#### Task goal:
In the forum thread below, "Poor Little Sentra...Got Whomped!", what horsepower does mc2crazy give for the Charger R/T?

#### Selected excerpt:
# Poor Little Sentra...Got Whomped!



## trevor_geiger (Nov 29, 2012)

Epic lol. I bet he was furious, and his girl was embarrassed to be with him. 


Sent from AutoGuide.com Free App


----------



## Sunline Fan (Jul 29, 2012)

A story this epic needs to end with you getting the girl.


----------



## ParisTNDude (Oct 7, 2013)

Sunline Fan said:


> A story this epic needs to end with you getting the girl.


Yeah, why not? Like the GEICO pig commercial.


----------



## Heftyhank (Nov 10, 2013)

Cool story bro i cant wait till somebody bites the bullet and buys the fleece performance tuner i had it in my cart but just couldent do it lol i want to see what our cars can really do to some rice


----------



## grs1961 (Oct 23, 2012)

That's what I like about the diesel, you pull up next to some knuckle-dragging ute-boy with a V8 burbling away, and just smile, then pull away from the line quicker than he can.

Then he slams his foot to the floor, and you just let off the pedal as you hit the limit, and laugh at him when he realises that he's just pissed-away a litre or two of fuel to get the jump on a 4-cylinder *diesel*. 

Priceless!!


----------



## mc2crazy (Oct 25, 2013)

I love it! Go diesel! I did for a replacement to my wrecked 1LT...
although I traded in a whole lot of WHOMP with my 370HP Charger R/T.


----------



## MilTownSHO (Oct 9, 2013)

Racing in a Cruze... :icon_scratch:


----------



## Merc6 (Jun 8, 2013)

#### Data shown:
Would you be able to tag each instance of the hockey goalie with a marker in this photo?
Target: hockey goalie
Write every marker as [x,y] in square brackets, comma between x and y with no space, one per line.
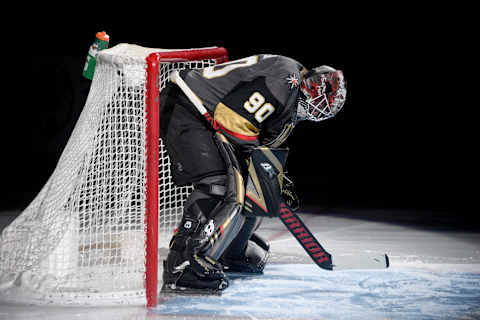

#### Exercise response:
370 HP.